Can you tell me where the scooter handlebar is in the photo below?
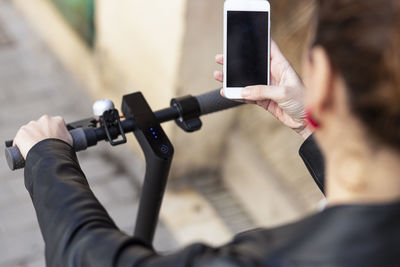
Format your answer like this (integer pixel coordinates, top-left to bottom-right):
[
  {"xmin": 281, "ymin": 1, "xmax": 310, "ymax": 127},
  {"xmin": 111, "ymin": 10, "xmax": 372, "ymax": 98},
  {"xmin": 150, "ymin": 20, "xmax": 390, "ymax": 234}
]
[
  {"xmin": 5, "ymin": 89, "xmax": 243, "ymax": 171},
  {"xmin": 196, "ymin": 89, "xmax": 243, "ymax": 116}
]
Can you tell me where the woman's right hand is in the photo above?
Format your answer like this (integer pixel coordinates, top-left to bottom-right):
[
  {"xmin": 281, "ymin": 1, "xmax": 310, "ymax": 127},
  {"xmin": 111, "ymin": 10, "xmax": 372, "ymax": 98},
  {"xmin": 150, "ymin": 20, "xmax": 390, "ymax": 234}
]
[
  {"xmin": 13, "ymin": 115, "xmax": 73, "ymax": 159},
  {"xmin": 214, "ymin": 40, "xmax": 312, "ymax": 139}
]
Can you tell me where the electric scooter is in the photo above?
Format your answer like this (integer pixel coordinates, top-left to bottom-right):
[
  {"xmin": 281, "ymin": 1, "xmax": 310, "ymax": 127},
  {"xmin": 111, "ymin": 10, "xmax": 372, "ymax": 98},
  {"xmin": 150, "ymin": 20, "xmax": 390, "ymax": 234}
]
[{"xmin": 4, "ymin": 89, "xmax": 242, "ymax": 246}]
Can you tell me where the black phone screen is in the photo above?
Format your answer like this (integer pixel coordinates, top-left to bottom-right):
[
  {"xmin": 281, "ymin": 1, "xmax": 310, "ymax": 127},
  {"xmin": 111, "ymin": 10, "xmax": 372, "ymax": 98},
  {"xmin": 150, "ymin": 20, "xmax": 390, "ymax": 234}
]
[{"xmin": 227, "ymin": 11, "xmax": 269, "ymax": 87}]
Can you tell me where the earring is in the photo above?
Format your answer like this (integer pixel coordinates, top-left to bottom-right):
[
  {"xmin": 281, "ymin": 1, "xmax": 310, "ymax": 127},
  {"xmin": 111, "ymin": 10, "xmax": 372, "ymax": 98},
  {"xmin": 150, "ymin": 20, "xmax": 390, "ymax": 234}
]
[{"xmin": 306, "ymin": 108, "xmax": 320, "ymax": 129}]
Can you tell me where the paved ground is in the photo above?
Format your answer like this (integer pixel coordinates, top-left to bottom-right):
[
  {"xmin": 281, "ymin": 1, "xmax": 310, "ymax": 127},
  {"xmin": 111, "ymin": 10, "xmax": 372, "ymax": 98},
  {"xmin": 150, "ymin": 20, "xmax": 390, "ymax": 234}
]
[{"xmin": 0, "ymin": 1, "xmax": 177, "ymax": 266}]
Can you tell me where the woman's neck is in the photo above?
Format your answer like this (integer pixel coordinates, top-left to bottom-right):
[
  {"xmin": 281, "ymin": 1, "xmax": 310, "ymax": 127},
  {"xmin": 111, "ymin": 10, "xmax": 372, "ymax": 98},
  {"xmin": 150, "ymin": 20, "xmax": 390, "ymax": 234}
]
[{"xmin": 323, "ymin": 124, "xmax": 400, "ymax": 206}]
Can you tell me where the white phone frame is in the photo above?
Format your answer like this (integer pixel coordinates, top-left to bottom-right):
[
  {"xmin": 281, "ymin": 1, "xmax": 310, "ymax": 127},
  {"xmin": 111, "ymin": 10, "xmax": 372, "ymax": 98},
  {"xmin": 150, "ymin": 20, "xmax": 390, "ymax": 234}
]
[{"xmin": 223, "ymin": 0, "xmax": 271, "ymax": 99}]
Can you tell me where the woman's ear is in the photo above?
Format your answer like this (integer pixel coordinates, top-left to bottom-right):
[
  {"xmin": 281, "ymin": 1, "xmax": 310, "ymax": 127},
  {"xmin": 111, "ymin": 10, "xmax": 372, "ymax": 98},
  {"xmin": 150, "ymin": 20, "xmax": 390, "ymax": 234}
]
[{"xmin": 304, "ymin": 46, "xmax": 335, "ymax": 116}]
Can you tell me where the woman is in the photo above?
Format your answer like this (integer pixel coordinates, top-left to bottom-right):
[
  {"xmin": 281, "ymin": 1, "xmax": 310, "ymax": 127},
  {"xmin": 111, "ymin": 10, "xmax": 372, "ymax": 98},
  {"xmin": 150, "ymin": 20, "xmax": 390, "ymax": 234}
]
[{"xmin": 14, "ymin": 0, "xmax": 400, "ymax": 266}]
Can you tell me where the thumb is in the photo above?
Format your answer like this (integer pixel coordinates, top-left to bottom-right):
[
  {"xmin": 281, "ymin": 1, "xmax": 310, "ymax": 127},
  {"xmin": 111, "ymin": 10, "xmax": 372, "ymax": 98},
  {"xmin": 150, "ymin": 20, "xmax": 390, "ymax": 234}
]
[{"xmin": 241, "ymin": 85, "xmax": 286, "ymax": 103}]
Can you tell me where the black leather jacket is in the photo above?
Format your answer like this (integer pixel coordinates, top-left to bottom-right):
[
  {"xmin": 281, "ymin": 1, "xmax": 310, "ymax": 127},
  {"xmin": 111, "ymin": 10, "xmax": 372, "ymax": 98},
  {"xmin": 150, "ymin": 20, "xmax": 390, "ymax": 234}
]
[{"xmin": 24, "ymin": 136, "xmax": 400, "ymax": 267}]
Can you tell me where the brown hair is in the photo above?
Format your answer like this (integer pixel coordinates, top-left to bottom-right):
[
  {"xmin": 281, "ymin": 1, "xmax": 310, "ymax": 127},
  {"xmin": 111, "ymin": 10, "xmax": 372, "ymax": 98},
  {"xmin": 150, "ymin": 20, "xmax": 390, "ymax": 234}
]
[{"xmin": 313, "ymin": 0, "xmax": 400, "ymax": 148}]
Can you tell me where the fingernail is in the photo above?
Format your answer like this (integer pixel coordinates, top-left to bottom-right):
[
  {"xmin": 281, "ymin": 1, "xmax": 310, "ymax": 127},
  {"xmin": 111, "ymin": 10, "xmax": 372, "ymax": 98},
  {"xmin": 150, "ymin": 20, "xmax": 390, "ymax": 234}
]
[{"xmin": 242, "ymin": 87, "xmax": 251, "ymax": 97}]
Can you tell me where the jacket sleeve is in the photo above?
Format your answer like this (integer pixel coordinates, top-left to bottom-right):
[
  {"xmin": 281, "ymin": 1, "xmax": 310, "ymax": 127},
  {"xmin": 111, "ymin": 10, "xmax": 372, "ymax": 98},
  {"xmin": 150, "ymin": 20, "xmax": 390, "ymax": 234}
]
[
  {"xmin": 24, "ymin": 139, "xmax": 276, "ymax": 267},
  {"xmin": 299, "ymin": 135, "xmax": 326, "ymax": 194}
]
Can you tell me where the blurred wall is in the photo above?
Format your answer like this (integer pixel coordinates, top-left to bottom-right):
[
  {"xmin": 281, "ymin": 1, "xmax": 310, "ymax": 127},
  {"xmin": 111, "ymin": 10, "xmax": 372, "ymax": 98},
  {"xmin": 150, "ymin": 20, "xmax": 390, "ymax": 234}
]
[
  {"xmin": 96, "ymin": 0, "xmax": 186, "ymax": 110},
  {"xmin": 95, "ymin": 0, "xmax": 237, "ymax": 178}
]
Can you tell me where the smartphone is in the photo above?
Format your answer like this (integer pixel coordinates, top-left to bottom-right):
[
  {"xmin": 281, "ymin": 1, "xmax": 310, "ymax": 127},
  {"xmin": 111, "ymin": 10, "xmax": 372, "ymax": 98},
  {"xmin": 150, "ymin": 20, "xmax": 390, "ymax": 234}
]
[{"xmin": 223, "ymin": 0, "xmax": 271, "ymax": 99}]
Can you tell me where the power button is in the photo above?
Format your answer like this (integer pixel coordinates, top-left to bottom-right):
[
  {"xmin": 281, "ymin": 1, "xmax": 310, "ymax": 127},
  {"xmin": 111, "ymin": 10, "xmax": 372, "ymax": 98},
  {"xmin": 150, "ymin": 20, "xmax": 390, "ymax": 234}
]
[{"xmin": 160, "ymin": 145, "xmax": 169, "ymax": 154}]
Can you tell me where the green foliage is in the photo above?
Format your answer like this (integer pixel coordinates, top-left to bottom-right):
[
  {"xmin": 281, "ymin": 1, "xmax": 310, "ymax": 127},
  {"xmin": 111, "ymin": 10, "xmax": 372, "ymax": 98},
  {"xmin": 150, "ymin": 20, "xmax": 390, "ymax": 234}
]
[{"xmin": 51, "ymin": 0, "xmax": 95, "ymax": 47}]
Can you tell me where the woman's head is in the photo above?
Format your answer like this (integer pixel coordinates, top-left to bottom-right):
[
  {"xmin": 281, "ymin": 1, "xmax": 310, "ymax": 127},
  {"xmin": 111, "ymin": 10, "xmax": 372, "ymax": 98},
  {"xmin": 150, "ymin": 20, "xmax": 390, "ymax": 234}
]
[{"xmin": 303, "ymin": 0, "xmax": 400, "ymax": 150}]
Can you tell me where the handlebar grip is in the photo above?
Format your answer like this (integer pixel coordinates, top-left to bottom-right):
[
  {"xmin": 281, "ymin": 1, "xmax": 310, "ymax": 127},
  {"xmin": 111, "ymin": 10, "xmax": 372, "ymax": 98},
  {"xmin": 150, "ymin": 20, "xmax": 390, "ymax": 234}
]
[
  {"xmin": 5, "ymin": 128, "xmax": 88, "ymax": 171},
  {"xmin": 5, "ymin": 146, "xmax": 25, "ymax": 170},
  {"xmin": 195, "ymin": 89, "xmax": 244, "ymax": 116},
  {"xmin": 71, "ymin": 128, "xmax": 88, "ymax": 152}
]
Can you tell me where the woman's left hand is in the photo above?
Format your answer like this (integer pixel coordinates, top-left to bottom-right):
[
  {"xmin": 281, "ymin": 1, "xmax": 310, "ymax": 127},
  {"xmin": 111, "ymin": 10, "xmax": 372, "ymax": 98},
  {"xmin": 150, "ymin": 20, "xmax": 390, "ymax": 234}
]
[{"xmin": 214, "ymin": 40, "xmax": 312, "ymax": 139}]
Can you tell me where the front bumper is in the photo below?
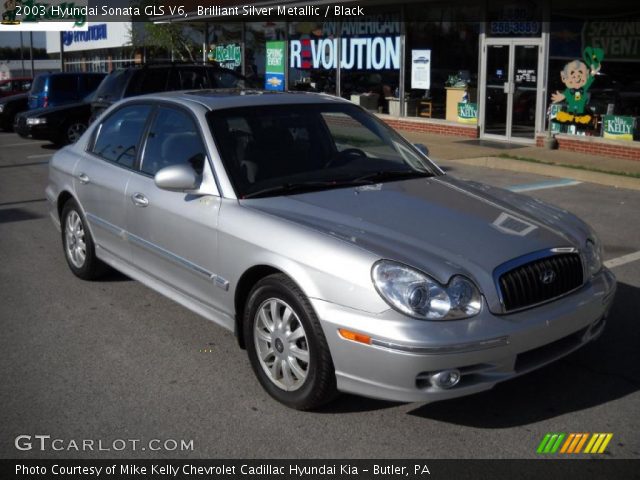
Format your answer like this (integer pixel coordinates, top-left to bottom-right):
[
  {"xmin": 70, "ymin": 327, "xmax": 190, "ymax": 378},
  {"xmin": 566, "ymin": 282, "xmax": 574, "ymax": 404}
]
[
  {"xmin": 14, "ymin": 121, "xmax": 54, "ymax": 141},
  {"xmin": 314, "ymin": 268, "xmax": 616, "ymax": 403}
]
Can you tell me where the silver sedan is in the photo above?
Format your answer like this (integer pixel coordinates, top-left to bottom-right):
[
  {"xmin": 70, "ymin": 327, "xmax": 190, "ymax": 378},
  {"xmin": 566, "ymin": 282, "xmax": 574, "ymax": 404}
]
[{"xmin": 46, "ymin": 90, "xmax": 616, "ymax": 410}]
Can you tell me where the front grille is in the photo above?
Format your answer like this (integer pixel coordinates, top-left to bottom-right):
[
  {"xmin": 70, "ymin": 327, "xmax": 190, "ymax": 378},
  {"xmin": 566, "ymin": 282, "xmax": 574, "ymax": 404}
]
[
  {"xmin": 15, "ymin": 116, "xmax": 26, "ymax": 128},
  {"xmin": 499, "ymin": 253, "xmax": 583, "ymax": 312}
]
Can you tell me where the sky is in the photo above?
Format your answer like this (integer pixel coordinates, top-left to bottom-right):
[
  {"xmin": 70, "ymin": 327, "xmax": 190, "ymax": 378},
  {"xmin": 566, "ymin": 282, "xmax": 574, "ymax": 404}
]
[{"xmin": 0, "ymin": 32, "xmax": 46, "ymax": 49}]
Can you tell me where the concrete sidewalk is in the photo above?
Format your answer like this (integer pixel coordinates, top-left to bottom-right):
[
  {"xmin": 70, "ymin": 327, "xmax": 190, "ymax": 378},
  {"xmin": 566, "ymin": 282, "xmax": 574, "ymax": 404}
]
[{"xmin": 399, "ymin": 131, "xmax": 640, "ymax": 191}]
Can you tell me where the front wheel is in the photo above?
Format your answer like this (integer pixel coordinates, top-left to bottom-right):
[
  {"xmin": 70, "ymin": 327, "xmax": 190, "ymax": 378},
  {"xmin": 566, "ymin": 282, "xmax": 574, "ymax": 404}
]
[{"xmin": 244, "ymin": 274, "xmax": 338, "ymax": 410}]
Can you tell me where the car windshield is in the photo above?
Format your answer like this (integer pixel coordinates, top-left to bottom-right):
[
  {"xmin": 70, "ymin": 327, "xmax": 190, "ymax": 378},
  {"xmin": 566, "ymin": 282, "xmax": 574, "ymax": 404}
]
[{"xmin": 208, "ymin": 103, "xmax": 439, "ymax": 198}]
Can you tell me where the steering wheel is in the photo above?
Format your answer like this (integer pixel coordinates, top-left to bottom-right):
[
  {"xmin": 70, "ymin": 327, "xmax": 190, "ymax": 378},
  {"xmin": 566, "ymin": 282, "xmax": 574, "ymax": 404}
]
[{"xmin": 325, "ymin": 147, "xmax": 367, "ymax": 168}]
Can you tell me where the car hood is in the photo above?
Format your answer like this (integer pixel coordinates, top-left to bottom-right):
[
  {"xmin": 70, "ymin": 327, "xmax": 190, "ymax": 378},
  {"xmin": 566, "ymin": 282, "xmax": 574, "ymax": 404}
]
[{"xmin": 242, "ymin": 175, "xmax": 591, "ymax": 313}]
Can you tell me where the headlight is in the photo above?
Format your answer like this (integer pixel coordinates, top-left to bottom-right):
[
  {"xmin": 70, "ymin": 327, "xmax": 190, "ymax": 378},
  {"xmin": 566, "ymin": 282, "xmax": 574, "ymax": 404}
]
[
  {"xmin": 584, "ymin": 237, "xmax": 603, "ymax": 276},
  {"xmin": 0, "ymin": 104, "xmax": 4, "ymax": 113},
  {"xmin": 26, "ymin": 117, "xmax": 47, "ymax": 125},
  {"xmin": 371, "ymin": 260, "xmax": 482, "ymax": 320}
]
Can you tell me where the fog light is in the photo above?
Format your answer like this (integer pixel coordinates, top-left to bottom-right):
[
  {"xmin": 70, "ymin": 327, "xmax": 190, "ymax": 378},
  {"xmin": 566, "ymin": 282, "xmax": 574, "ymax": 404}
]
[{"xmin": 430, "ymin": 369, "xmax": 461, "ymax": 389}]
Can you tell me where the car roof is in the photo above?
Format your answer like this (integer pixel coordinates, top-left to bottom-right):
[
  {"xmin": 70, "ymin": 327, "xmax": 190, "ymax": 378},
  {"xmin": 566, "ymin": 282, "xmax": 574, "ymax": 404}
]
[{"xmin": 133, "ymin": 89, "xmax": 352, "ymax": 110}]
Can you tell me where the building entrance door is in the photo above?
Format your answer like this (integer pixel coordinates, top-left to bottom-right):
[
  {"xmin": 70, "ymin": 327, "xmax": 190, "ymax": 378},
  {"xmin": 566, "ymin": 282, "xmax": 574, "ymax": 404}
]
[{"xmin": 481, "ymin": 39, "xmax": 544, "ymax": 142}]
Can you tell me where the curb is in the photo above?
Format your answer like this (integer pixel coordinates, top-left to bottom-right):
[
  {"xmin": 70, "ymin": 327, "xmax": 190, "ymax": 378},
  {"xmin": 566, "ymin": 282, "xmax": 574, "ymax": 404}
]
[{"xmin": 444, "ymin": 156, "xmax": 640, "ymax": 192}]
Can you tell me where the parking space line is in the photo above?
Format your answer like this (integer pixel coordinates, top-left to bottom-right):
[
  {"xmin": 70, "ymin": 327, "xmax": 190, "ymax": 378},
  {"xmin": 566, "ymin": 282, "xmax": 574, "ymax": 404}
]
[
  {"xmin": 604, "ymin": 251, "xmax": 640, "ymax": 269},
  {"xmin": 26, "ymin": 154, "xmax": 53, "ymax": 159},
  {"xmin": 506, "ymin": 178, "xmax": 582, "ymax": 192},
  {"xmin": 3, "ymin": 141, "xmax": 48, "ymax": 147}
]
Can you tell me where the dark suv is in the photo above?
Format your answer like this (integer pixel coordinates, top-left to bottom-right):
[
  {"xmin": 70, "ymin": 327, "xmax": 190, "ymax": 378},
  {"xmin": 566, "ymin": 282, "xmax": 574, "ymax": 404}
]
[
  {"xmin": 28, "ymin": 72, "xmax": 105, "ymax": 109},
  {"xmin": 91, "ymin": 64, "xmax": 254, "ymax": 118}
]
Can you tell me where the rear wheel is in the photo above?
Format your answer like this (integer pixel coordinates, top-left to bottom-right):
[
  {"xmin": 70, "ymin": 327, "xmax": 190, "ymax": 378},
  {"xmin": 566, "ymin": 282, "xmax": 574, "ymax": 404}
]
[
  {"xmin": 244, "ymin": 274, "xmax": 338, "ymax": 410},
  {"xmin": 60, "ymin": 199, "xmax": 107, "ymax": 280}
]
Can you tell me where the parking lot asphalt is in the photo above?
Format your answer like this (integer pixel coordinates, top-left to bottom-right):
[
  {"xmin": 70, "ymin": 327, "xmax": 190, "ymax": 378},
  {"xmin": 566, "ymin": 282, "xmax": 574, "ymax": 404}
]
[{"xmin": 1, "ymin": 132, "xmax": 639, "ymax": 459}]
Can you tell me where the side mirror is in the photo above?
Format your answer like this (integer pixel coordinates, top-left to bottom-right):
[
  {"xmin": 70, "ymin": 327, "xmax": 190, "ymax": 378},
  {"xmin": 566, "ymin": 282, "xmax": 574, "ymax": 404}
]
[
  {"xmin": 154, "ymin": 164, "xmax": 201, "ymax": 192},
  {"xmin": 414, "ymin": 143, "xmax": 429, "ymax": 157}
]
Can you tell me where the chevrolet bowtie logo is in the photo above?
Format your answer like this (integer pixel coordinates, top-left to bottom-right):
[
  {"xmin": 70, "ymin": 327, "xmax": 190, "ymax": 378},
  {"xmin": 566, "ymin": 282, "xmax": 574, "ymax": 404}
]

● **About this exercise**
Wherever the word "front" turns up in the records above, copy the line that holds it.

● **Output for this exercise**
Can you tell me where the front bumper is in the photo below?
Can you tell me where the front grille is in the photo above?
Can you tell me where the front wheel is in the photo above?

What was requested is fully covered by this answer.